Segment Start: Data excerpts
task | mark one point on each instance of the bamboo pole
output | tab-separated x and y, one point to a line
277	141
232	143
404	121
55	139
Segment End: Data excerpts
#### Exercise requirements
Beginning with the first line above, transcribe all of the data exactly.

#### Written answer
task | mark one point on each instance of the bamboo pole
output | tab-separated x and y, one point to a line
277	141
232	143
404	121
55	139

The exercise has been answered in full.